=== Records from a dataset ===
=-=-=-=-=

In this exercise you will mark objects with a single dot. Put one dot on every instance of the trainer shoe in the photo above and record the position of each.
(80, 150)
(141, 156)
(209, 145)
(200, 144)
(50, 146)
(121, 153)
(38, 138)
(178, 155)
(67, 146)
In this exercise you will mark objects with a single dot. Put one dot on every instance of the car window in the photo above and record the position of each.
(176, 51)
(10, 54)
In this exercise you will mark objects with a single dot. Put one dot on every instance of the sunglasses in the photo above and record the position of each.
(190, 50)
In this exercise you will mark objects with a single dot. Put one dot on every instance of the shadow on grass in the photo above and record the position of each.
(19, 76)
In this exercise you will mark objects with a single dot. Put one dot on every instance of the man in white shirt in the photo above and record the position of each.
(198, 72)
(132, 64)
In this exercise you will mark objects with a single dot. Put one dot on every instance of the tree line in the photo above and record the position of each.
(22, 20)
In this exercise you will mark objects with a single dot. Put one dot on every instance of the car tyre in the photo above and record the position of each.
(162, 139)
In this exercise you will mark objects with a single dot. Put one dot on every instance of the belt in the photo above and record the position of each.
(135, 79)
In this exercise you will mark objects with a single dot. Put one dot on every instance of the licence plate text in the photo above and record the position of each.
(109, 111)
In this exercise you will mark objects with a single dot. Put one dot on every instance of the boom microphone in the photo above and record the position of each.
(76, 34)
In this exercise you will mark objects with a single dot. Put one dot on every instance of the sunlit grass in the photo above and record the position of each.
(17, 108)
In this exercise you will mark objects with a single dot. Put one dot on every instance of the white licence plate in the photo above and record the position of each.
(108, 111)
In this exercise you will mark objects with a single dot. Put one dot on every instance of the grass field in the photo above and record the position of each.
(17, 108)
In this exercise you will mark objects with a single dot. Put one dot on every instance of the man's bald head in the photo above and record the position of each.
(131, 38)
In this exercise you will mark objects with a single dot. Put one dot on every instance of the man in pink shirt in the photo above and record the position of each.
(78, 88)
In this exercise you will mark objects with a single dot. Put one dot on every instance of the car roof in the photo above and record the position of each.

=-=-=-=-=

=== WORK ORDER ===
Write out all of the entries above, exactly and in full.

=== SOLVED EXERCISE ===
In this exercise you will mark objects with a single dot. Put one dot on every instance of the trainer shoe in the photo above and record the position of each.
(80, 150)
(141, 156)
(209, 145)
(200, 144)
(50, 146)
(121, 153)
(38, 138)
(178, 155)
(67, 146)
In this exercise you will mark objects with a single dot. Put one dot on every instance of the car window in the photo above and record the position of each.
(176, 51)
(10, 54)
In this exercise you will mark objects with a single dot. Put one dot on every instance of the sunglasses in the photo above and record the position of each.
(190, 50)
In this exercise you will mark objects with a single dot. Put one dot on every instance of the shadow on grass in the photo above and record the position of each.
(19, 76)
In this exercise you will mark objects with a single dot. Put one dot on every instance of the man in white shirt in the photo above and record the position of each.
(198, 72)
(132, 64)
In this exercise you will mark objects with a single dot. Put one dot on every instance of the tree line in the photo above and record the position of each.
(22, 20)
In this exercise you will mark objects with a single dot. Put one dot on every instance of the car tyre in the photo above and record the position of each.
(162, 139)
In this exercise you will mark objects with a single dot. Put one dot on every instance of the belt in the photo above and record the position of each.
(135, 79)
In this exercise you will mark objects with a single dot. Put one dot on every instance of the licence plate text in the photo above and record the position of each.
(109, 111)
In this exercise you will mark objects with a single dot. Put one dot on every instance of the boom microphone in the photo above and record the position of each.
(76, 34)
In this exercise you will mark objects with a single dot. Put one dot on every instance of the sunlit grass in the photo above and record the position of each.
(17, 108)
In this exercise you will mark objects with a single dot. Put one dot on every instance of the white licence plate in the photo above and record the position of each.
(108, 111)
In this exercise you will mark objects with a single dot. Put one dot on every instance of the grass field in the photo above and record the position of each.
(17, 108)
In this exercise you will mark objects with a single dot. Put one dot on every instance of the man's bald head in the photo above and record the position of each.
(131, 38)
In this exercise you will mark objects with a single dot. Put one dot on every instance of the man in pink shirt in the photo above and record the position of each.
(78, 88)
In this exercise you will mark objects with a single dot. Put one dot on every instance of the car roof in the photo above and record the position of each.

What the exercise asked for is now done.